■ What is needed
Emit the entire listing verbatim.

== Records for this exercise ==

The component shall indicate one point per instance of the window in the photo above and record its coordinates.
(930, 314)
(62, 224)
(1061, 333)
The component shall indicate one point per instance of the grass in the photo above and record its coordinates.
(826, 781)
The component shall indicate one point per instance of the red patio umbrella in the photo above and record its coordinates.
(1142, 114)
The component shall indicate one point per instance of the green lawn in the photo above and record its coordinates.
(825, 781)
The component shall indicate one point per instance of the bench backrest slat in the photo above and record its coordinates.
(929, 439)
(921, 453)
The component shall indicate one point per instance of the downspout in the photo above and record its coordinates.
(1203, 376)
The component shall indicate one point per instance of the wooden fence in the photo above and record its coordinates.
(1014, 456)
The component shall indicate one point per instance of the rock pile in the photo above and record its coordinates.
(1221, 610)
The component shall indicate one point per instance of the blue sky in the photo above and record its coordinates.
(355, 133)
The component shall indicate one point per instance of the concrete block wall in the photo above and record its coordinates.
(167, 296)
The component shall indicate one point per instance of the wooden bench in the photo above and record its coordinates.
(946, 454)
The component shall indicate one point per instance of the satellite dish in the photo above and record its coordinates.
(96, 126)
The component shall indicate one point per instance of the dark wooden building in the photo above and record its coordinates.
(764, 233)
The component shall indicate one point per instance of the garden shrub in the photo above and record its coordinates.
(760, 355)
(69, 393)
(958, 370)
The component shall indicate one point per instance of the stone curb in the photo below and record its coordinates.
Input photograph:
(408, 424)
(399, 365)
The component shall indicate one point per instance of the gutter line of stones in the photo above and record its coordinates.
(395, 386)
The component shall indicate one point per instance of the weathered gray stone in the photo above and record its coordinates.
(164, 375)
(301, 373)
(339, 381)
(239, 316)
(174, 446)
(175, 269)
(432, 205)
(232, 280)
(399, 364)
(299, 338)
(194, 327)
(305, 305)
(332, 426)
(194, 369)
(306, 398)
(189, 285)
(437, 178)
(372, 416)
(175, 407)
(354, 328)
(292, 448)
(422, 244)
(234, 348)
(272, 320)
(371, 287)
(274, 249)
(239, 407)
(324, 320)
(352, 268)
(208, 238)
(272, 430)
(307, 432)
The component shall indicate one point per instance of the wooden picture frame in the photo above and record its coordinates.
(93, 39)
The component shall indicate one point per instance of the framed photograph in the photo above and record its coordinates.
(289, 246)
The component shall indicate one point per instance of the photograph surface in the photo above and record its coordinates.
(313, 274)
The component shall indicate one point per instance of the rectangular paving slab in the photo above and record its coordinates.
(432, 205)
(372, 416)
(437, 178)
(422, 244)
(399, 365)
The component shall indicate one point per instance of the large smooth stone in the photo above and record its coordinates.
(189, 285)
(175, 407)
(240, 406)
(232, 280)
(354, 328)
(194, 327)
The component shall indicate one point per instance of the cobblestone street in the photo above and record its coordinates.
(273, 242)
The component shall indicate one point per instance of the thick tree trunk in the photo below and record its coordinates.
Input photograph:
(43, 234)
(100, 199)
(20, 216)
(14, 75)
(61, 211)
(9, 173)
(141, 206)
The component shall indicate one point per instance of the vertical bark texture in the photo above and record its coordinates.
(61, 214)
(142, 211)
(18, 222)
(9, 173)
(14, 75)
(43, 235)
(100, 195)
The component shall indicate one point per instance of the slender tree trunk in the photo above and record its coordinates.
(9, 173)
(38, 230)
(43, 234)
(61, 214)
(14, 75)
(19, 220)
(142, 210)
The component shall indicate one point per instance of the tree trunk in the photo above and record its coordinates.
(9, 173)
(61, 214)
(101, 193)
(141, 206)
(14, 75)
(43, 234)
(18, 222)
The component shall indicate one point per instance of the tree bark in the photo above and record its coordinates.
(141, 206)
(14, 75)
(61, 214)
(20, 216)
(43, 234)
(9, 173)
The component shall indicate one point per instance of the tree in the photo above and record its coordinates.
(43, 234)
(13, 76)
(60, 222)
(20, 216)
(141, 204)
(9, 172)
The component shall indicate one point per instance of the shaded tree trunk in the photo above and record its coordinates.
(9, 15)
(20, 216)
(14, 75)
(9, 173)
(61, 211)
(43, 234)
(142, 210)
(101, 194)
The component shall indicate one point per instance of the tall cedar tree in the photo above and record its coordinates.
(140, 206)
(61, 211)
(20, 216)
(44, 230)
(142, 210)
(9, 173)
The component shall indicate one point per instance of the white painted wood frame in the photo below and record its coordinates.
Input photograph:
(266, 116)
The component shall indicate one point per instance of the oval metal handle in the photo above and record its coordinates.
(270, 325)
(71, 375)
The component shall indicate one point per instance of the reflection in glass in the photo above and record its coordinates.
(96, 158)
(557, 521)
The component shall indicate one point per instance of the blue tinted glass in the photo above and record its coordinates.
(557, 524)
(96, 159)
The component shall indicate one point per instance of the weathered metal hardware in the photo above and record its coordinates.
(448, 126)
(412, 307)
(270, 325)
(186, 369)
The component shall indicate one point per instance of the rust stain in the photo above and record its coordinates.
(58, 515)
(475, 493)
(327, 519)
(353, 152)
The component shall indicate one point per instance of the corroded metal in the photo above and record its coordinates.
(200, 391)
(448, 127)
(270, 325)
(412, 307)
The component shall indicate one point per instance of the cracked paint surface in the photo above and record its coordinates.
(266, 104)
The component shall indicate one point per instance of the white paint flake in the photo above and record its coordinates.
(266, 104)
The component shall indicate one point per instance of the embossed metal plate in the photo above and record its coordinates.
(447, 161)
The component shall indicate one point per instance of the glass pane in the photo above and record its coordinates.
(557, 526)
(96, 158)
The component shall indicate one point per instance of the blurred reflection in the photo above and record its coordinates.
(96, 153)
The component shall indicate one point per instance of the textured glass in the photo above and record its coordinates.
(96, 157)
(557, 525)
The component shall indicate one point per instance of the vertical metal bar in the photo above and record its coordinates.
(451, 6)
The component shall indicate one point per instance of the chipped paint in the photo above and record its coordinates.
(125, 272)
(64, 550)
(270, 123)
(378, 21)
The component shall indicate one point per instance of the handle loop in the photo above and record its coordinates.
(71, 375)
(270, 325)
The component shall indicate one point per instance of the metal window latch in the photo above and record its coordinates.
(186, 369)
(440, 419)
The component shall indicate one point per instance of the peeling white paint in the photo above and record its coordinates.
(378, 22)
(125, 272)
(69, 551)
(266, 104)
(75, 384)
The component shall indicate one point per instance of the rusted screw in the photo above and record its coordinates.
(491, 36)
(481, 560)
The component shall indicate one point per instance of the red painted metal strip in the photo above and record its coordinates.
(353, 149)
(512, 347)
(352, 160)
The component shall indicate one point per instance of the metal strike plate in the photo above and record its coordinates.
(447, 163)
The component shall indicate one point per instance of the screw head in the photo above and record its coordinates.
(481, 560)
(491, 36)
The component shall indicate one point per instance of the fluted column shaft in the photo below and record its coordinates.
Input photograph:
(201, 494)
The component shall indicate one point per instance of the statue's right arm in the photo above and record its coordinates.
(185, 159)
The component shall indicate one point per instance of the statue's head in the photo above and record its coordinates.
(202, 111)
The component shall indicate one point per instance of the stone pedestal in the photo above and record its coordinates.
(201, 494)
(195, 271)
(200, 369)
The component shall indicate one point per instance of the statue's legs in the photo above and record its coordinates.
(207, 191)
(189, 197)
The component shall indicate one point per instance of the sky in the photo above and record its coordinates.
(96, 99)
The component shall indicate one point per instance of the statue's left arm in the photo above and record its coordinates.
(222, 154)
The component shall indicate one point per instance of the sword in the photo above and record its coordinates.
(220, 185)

===

■ Written solution
The component shall indicate one point per instance of the window in the photo above and record its coordinates.
(930, 314)
(62, 224)
(1061, 333)
The component shall indicate one point per instance of the grass in the photo above and record its coordinates.
(826, 781)
The component shall indicate one point per instance of the red patio umbrella in the photo above and record its coordinates.
(1142, 114)
The component shall indicate one point per instance of the green lawn in the photo above and record its coordinates.
(825, 781)
The component shall indicate one point per instance of the bench backrest slat in the photo above and record its coordinates.
(929, 439)
(921, 453)
The component shall indicate one point per instance of the downspout in the photo above and record its coordinates.
(1203, 376)
The component shall indicate one point per instance of the wooden fence in the photo above and record its coordinates.
(1014, 456)
The component shall indicate one point per instance of the rock pile in the photo above and record its coordinates.
(1221, 610)
The component shall indicate one point per instance of the blue sky in the photo above and record its coordinates.
(355, 133)
The component shall indicate one point per instance of the concrete block wall in the photo above and record its coordinates.
(167, 296)
The component shall indicate one point per instance of the wooden bench in the photo above and record its coordinates.
(946, 454)
The component shall indicate one point per instance of the satellite dish in the photo above and record its coordinates.
(96, 126)
The component shall indicate one point per instance of the dark wooden building in the photo above and record its coordinates.
(764, 233)
The component shall indicate one point per instance of the garden shrub in the photo above and record its coordinates.
(760, 355)
(69, 393)
(958, 370)
The component shall indicate one point per instance of the stone curb in the photo below and record its coordinates.
Input photograph:
(408, 424)
(399, 365)
The component shall indicate one point per instance of the gutter line of stones in the photo above and record its coordinates.
(395, 386)
The component shall indicate one point per instance of the weathered gray stone in the photo above and record its coordinates.
(164, 375)
(301, 373)
(339, 381)
(239, 316)
(174, 446)
(175, 269)
(432, 205)
(232, 280)
(399, 364)
(299, 338)
(194, 327)
(305, 305)
(332, 426)
(194, 369)
(306, 398)
(189, 285)
(437, 178)
(372, 416)
(175, 407)
(354, 328)
(292, 448)
(422, 244)
(234, 348)
(272, 320)
(371, 287)
(274, 249)
(239, 407)
(324, 320)
(352, 268)
(208, 238)
(272, 430)
(307, 432)
The component shall indicate one point per instance of the wooden picture frame in the photo above and record its coordinates.
(93, 39)
The component shall indicate one point per instance of the framed photograph in the photo above and record its coordinates.
(289, 246)
The component shall indicate one point per instance of the photograph surface in the photo above and record its coordinates.
(313, 274)
The component shall indicate one point per instance of the rectangular paving slab in the photo above and record its coordinates.
(432, 205)
(372, 416)
(437, 178)
(422, 244)
(399, 365)
The component shall indicate one point per instance of the large smooth stone in the photo above and record its coordinates.
(189, 285)
(175, 407)
(240, 406)
(232, 280)
(354, 328)
(194, 327)
The component shall indicate one point per instance of the cobblestone street in the photo above and record its coordinates.
(273, 242)
The component shall indicate one point per instance of the thick tree trunk in the photo below and record its coordinates.
Input photograph:
(43, 234)
(100, 199)
(20, 216)
(14, 75)
(61, 211)
(9, 173)
(141, 206)
The component shall indicate one point per instance of the vertical bark texture in the photo above and record its coordinates.
(61, 214)
(142, 211)
(18, 222)
(9, 173)
(14, 75)
(43, 235)
(100, 195)
The component shall indicate one point per instance of the slender tree trunk in the photo above and record its coordinates.
(9, 173)
(38, 230)
(43, 234)
(61, 214)
(14, 75)
(19, 220)
(142, 210)
The component shall indicate one point per instance of the tree trunk in the photo above and record its coordinates.
(9, 173)
(61, 214)
(101, 193)
(141, 206)
(14, 75)
(43, 234)
(18, 222)
The component shall indicate one point per instance of the tree bark in the photo above and record its coordinates.
(141, 206)
(14, 75)
(61, 214)
(20, 216)
(43, 234)
(9, 173)
The component shall indicate one point per instance of the tree in the photo above and record its coordinates.
(43, 234)
(13, 76)
(60, 222)
(20, 216)
(141, 204)
(9, 172)
The component shall indicate one point per instance of the shaded tree trunk in the photo above and record its coordinates.
(9, 15)
(20, 216)
(14, 75)
(9, 173)
(61, 211)
(43, 234)
(142, 210)
(101, 194)
The component shall indicate one point per instance of the tall cedar tree in the photo above and record its coordinates.
(140, 206)
(61, 211)
(20, 216)
(44, 230)
(142, 210)
(9, 173)
The component shall indicate one point per instance of the white painted wood frame in the photo below and record its coordinates.
Input photograph:
(266, 116)
The component shall indicate one point per instance of the oval metal handle in the photo above and record its coordinates.
(270, 325)
(71, 375)
The component shall indicate one point per instance of the reflection in glass in the photo above and record its coordinates.
(96, 158)
(557, 521)
The component shall indicate one point per instance of the blue tinted glass in the photo above and record its coordinates.
(557, 524)
(96, 159)
The component shall indicate one point per instance of the weathered metal hardware in the photo above and record its coordinates.
(448, 126)
(412, 307)
(270, 325)
(186, 369)
The component shall indicate one point per instance of the rust stain in the photo above and record its coordinates.
(58, 515)
(475, 493)
(327, 519)
(353, 152)
The component shall indicate one point per instance of the corroded metal in the photo above and record its coordinates.
(200, 391)
(448, 127)
(270, 325)
(412, 307)
The component shall indicate one point per instance of the cracked paint surface in the photo above and record its coordinates.
(266, 104)
The component shall indicate one point per instance of the white paint flake in the photo above and record its coordinates.
(266, 104)
The component shall indicate one point per instance of the embossed metal plate in the photo above and record its coordinates.
(447, 161)
The component shall indicate one point per instance of the glass pane in the photo above and record its coordinates.
(557, 526)
(96, 158)
The component shall indicate one point per instance of the blurred reflection in the photo above and record its coordinates.
(96, 153)
The component shall indicate one point per instance of the textured glass in the photo above and record its coordinates.
(96, 157)
(557, 525)
The component shall indicate one point per instance of the vertical metal bar in the photo above and record its coordinates.
(451, 6)
The component shall indicate one point per instance of the chipped paint in the photo above and record its coordinates.
(125, 272)
(64, 550)
(270, 123)
(378, 21)
The component shall indicate one point per instance of the handle loop in the photo above and record its coordinates.
(71, 375)
(270, 325)
The component shall indicate one point per instance of the metal window latch in the photo above and record its coordinates.
(186, 369)
(440, 419)
The component shall indicate one point per instance of the peeling white paint in the photo above and record its coordinates.
(378, 22)
(125, 272)
(69, 551)
(266, 104)
(75, 384)
The component shall indicate one point per instance of the rusted screw in the photo above and record its coordinates.
(491, 36)
(481, 560)
The component shall indicate one point per instance of the red painted metal strip in the photo above and record its coordinates.
(353, 149)
(512, 347)
(352, 160)
The component shall indicate one point per instance of the metal strike plate in the photo above and record its coordinates.
(447, 163)
The component shall indicate one point per instance of the screw head in the photo above and record its coordinates.
(481, 560)
(491, 36)
The component shall indicate one point per instance of the fluted column shaft in the photo below and record its coordinates.
Input photograph:
(201, 494)
The component shall indicate one point per instance of the statue's right arm in the photo above and record its coordinates.
(185, 159)
The component shall indicate one point per instance of the statue's head in the photo above and record its coordinates.
(202, 111)
The component shall indicate one point per instance of the stone pedestal in the photo above and record its coordinates.
(201, 494)
(195, 271)
(200, 369)
The component shall indicate one point per instance of the statue's legs in the photo above and record its coordinates.
(207, 191)
(189, 197)
The component shall indicate one point per instance of the sky in the photo above and record its coordinates.
(96, 99)
The component shall indicate one point per instance of the statue's left arm in the photo above and record its coordinates.
(222, 154)
The component shall indicate one point per instance of the sword in the photo above and record its coordinates.
(220, 185)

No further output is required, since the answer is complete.